■ Selection:
No matter what the story of our lives eventually entails, we were once the product of a mother and a father. This story is the story of life, in a general sense. Early on, we are invited to share in the moments that make this family unique, and reflect on the similar events in our own lives that make them the same.
LOVE AND RELATIONSHIPS:
There is perhaps no modern story that matters as much to us as the story of falling in love. Our relationships define who we are. This is a relatively new concept. Until the 19th century, marriage was an economic contract. The reasons for entering into this contract had to do with childbearing and financial security. While the idea of romantic love existed, but the idea of it being a reason to marry, or enough to sustain a marriage was not established. So now that we have changed that expectation, we are left with the consequences of our choices. We select our mates, and the overwhelming uncertainty about our fitness to be trusted with such a decision results in the same tensions being explored in media again and again. Even with this seemingly perfect couple, doubt is part of the story.
This goes about as well for Marko as you would expect. Alana is angry, indignant, and outraged. Our need to believe in the sanctity of romantic relationships is part of the ever-present doubts that we may have given our hearts and lives in error.
This episode brings to light another universal concern, can you ever really know anyone? We don’t want to be wrong (about anything, especially not our choice of partner) but we know the possibility is always there. We might have misjudged someone who is now linked to us in deep and lasting ways. In a world where fewer and fewer people partner with the boy or girl next door, and more and more of us find mates through tenuous social connections or even through sites like match.com or eharmony-truly knowing your significant other is becoming harder than ever… it seems to work out okay for Marko and Alana.
PARENTHOOD:
We are more distracted than ever before. With careers, causes, media, politics, and social engagements. Yet, we are still responsible for creating the next generation.
In Saga, these distractions take the shape of bounty hunters, civil war, and governmentally endorsed manhunts. For most of us, things are not quite so extreme. Common distractions can include anything from marital problems, to single-parenting, to economic hardship.
Now that it is more and more common for both parents to work outside the home in the rare intact nuclear family-it is harder to focus all of our energy on child-rearing. Our attention is divided, even under the best circumstances. Its becoming more and more difficult to parent like our parents (or grandparents) parented.

■ Task requirements:
Write the next part of the essay above about love and parenthood in Saga, picking up after its last sentence.

■ Entries taken from a collection:
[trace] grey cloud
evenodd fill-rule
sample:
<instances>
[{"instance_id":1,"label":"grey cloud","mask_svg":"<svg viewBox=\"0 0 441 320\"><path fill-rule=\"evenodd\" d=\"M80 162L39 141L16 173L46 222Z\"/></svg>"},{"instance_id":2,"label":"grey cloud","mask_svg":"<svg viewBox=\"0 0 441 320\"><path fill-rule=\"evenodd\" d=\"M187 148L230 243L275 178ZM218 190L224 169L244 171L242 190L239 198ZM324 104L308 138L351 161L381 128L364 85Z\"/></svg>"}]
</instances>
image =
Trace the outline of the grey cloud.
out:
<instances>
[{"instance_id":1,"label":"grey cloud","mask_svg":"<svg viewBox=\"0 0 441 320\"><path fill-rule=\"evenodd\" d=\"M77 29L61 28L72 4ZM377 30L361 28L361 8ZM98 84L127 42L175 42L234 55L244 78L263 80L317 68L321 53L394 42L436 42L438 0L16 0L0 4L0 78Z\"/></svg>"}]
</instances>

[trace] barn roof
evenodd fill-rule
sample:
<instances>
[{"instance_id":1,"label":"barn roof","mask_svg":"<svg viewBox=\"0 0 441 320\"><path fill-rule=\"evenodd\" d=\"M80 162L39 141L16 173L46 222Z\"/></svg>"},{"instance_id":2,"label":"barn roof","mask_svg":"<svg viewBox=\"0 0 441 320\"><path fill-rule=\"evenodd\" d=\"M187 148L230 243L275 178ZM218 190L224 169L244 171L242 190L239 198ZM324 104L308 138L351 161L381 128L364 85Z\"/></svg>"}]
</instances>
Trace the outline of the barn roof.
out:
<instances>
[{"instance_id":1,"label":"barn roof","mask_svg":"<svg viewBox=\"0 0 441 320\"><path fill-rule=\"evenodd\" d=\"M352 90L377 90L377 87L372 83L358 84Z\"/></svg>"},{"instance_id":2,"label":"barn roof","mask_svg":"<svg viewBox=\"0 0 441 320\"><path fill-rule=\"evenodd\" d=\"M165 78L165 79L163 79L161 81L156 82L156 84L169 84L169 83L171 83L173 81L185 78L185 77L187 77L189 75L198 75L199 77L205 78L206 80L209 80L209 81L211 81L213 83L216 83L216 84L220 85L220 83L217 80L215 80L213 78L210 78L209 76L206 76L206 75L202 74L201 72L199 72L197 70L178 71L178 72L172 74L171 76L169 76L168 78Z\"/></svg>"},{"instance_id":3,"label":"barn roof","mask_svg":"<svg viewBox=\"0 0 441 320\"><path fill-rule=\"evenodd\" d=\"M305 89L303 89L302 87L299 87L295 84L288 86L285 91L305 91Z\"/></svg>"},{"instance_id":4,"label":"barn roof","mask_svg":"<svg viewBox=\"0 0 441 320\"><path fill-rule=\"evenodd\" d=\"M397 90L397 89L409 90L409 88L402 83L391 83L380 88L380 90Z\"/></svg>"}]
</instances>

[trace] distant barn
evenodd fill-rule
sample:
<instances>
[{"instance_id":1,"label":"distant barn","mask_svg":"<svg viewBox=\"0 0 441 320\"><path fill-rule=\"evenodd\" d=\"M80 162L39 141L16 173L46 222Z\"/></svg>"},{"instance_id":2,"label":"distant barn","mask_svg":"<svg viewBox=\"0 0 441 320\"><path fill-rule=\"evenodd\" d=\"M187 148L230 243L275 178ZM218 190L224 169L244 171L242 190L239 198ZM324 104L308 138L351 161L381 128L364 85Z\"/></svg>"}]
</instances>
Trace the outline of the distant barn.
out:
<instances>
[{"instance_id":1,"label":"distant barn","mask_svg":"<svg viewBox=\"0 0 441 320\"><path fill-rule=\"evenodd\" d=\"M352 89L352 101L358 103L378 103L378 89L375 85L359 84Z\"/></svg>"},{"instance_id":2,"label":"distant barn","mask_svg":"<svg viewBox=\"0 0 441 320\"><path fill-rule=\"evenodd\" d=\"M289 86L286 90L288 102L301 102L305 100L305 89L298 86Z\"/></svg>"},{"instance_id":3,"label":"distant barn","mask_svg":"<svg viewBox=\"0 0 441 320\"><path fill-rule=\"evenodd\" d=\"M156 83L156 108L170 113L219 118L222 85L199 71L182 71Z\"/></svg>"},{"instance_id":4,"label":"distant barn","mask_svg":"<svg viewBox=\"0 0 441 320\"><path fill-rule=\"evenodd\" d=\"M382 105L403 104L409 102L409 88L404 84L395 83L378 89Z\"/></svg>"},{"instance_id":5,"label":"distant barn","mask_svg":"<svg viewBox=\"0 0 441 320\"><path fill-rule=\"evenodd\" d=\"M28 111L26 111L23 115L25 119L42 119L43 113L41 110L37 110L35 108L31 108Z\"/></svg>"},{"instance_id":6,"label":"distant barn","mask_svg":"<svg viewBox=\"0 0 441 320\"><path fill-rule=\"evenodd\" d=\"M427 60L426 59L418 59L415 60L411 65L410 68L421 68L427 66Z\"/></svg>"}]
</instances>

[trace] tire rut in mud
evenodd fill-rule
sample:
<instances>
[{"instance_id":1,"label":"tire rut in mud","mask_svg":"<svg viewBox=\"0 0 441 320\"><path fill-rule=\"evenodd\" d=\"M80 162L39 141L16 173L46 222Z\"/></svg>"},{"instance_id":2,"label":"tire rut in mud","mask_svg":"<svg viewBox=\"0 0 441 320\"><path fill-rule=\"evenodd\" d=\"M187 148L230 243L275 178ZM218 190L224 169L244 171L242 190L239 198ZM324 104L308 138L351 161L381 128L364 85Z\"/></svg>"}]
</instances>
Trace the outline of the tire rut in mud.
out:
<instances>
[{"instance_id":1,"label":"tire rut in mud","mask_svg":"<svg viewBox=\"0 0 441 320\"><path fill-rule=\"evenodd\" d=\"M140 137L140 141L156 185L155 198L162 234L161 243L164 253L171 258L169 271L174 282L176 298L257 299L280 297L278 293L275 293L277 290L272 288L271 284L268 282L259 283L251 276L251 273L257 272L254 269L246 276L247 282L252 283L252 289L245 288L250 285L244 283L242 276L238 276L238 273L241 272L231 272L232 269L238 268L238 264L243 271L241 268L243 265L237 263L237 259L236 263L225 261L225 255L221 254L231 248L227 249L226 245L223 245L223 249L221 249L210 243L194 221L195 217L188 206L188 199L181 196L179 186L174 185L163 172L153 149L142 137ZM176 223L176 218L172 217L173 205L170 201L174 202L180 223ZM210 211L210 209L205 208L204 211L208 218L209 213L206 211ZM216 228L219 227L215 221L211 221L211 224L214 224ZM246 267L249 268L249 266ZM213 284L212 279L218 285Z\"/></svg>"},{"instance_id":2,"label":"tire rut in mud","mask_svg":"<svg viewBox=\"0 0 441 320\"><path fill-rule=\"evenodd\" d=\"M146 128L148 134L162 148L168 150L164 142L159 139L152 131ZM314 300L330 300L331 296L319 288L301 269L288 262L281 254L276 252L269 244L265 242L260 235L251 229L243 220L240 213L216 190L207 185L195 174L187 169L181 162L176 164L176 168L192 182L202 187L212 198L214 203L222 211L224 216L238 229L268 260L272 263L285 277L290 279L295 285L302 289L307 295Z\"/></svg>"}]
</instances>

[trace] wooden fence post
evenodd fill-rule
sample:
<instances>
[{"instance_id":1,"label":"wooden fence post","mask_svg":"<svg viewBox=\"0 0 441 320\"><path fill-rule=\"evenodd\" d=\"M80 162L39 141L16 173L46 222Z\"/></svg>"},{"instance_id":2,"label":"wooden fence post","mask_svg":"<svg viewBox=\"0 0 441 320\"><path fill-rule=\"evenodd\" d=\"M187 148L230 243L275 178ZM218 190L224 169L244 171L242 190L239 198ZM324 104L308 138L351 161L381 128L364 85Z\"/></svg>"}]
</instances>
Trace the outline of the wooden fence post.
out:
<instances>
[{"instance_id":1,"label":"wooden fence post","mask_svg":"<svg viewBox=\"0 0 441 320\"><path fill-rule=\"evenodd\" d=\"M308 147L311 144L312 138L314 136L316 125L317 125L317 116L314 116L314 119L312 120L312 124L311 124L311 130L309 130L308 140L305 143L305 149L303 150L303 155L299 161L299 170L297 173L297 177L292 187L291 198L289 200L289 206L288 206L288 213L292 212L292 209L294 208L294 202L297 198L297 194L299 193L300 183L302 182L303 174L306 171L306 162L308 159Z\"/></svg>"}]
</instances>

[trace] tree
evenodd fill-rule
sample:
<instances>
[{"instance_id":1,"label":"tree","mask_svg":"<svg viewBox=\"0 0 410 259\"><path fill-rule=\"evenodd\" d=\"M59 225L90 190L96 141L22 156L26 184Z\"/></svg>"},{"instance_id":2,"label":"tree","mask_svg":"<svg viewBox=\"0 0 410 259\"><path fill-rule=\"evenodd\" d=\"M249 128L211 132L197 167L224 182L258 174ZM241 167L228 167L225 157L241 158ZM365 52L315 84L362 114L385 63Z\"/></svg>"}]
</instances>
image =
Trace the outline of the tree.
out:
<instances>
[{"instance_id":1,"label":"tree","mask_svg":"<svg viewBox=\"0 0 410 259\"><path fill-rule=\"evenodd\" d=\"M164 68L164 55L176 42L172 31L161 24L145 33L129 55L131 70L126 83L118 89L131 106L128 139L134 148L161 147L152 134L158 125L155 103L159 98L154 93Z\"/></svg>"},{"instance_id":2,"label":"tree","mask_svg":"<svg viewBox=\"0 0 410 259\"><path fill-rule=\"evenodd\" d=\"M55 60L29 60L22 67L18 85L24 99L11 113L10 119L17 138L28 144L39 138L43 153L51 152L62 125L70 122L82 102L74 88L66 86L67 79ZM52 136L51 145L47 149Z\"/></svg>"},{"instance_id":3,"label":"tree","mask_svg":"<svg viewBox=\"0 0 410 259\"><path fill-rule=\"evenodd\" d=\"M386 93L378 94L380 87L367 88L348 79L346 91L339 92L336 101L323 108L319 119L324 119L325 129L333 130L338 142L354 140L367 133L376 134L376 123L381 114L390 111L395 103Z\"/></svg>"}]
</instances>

■ Right answer:
Oftentimes, we seek to give our children opportunities to somehow make up for the fact that we have careers and interest that extend beyond the domestic sphere. Piano lessons at three years old, $26,000 per year for preschool, “My Baby Can Read” DVDs… these are just a few things that I have actually heard of my peers doing in the past two years. Achievement driven curricula may be on its way to replacing quality time.
Another feature of parenting that seems to be becoming even more prevalent in our culture is the, ‘Better than I had it,’ paradigm. For generations we have sought to create better ways of life for our children, but with the emergence of pop-psychology and this generation’s willingness to blame all our idiosyncratic flaws on our parents we seek not only to provide our kids with better opportunities and more stable living situations, but to correct the ‘damage’ our parents did to us.
BREAK-UPS:
There are few things we fear like being wrong. When we are, we cannot expect it to be easy. The break up may be the equivalent to the modern interpretation of the ritual death in the hero’s journey. Since we are terrified of the end of a relationship, it would make sense that the scope of such an act in Saga is as large as life and death themselves.
We expect it to hurt like hell, we expect it to feel like the end of the world.
Our life’s progress hinges on the choices and agreements we make with the people we love, and whom we allow to love us. Is there anything so awful as having that taken away?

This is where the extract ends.